START Data records

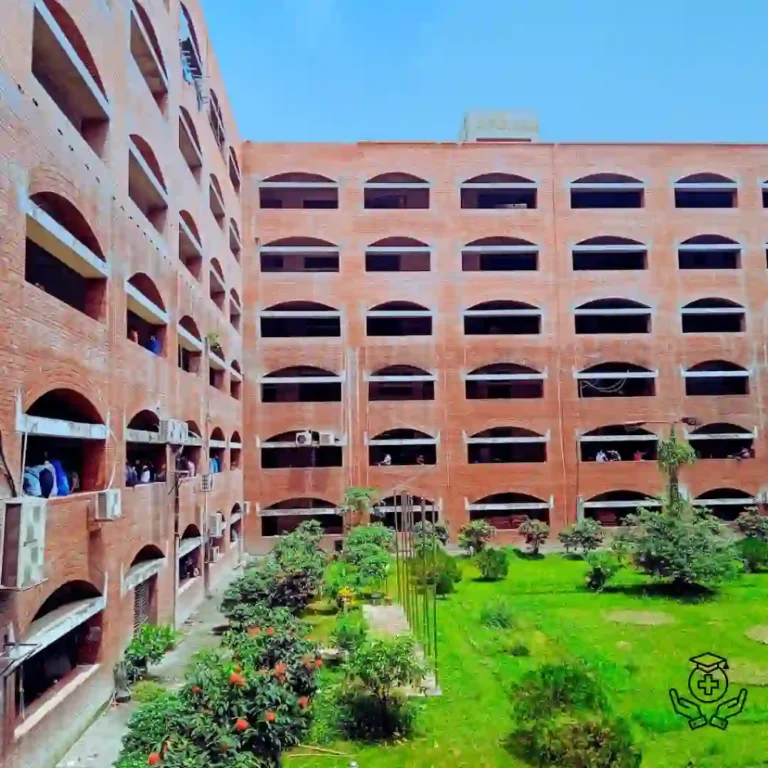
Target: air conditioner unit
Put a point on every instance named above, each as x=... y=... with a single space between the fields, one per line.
x=304 y=438
x=108 y=506
x=22 y=542
x=216 y=525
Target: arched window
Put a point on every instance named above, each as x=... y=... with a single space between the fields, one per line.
x=607 y=190
x=500 y=254
x=716 y=378
x=398 y=318
x=396 y=191
x=501 y=191
x=300 y=319
x=397 y=254
x=285 y=516
x=146 y=318
x=713 y=316
x=506 y=445
x=504 y=381
x=63 y=257
x=709 y=252
x=402 y=447
x=401 y=382
x=507 y=510
x=706 y=190
x=613 y=316
x=301 y=384
x=299 y=190
x=618 y=442
x=609 y=252
x=299 y=254
x=616 y=379
x=502 y=317
x=68 y=73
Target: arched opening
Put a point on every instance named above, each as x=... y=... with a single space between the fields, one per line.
x=504 y=381
x=190 y=556
x=726 y=503
x=69 y=74
x=72 y=271
x=302 y=449
x=190 y=346
x=62 y=642
x=190 y=245
x=299 y=254
x=300 y=319
x=723 y=441
x=285 y=516
x=706 y=190
x=301 y=384
x=607 y=252
x=709 y=252
x=611 y=508
x=397 y=254
x=713 y=316
x=506 y=511
x=146 y=185
x=398 y=318
x=396 y=191
x=145 y=450
x=500 y=254
x=402 y=447
x=498 y=191
x=618 y=442
x=508 y=318
x=716 y=378
x=148 y=55
x=506 y=445
x=401 y=382
x=616 y=379
x=613 y=316
x=607 y=190
x=299 y=190
x=146 y=318
x=63 y=445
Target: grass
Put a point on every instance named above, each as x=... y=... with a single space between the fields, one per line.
x=554 y=618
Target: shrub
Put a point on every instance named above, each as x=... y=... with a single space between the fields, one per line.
x=535 y=533
x=497 y=615
x=586 y=535
x=492 y=563
x=474 y=536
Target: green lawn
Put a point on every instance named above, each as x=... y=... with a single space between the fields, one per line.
x=557 y=618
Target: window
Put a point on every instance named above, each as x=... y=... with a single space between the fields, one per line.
x=500 y=254
x=301 y=384
x=64 y=67
x=608 y=252
x=299 y=254
x=713 y=316
x=613 y=316
x=709 y=252
x=498 y=191
x=706 y=190
x=396 y=191
x=300 y=319
x=398 y=318
x=503 y=318
x=607 y=190
x=397 y=254
x=504 y=381
x=63 y=256
x=299 y=190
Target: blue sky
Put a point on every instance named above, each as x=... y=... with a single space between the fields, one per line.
x=593 y=70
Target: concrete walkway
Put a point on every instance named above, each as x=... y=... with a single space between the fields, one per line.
x=99 y=746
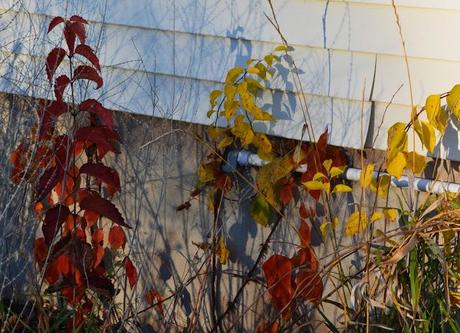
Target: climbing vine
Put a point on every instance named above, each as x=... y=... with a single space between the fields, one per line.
x=82 y=238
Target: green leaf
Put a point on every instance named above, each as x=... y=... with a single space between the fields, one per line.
x=261 y=211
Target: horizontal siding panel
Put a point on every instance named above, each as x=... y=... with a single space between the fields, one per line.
x=348 y=26
x=429 y=4
x=329 y=73
x=142 y=37
x=151 y=94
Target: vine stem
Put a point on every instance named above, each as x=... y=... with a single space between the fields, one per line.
x=249 y=275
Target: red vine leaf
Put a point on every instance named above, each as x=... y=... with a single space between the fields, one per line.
x=309 y=285
x=76 y=18
x=131 y=271
x=304 y=234
x=117 y=237
x=59 y=86
x=281 y=285
x=102 y=136
x=40 y=251
x=53 y=220
x=103 y=173
x=105 y=115
x=54 y=22
x=53 y=61
x=48 y=114
x=72 y=30
x=151 y=296
x=103 y=207
x=85 y=72
x=267 y=328
x=47 y=181
x=101 y=285
x=88 y=53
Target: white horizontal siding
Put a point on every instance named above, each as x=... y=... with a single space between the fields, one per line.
x=188 y=45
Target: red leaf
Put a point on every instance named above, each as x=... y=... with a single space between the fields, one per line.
x=48 y=114
x=103 y=173
x=54 y=22
x=103 y=207
x=59 y=86
x=117 y=237
x=85 y=72
x=309 y=285
x=305 y=258
x=47 y=181
x=266 y=328
x=105 y=115
x=151 y=296
x=40 y=251
x=78 y=28
x=69 y=36
x=98 y=255
x=53 y=220
x=304 y=234
x=102 y=136
x=98 y=236
x=53 y=61
x=131 y=271
x=281 y=285
x=322 y=141
x=76 y=18
x=101 y=285
x=88 y=53
x=305 y=213
x=286 y=194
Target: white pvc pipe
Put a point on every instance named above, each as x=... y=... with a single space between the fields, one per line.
x=245 y=158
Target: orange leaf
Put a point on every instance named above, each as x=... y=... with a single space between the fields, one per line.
x=131 y=271
x=117 y=238
x=281 y=285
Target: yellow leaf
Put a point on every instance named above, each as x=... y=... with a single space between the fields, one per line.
x=376 y=216
x=324 y=228
x=227 y=141
x=213 y=97
x=319 y=175
x=313 y=185
x=390 y=213
x=269 y=59
x=222 y=252
x=416 y=162
x=215 y=132
x=381 y=185
x=396 y=166
x=356 y=223
x=426 y=134
x=327 y=165
x=340 y=188
x=280 y=48
x=336 y=171
x=233 y=74
x=263 y=145
x=453 y=100
x=397 y=137
x=243 y=131
x=433 y=107
x=366 y=176
x=441 y=121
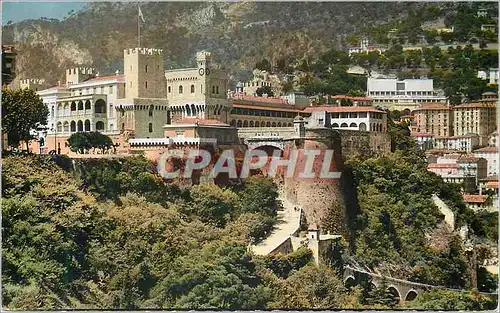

END Data records

▶ The task: Scan the entries above for the line containing "Target: green leaf", and copy it and all lines after it exactly, down to and including the line containing "Target: horizontal siding panel".

▶ Problem solution:
Target: green leaf
Put a point on every instance named above, each as x=... y=... with a single space between the fields, one per line.
x=261 y=211
Target: horizontal siding panel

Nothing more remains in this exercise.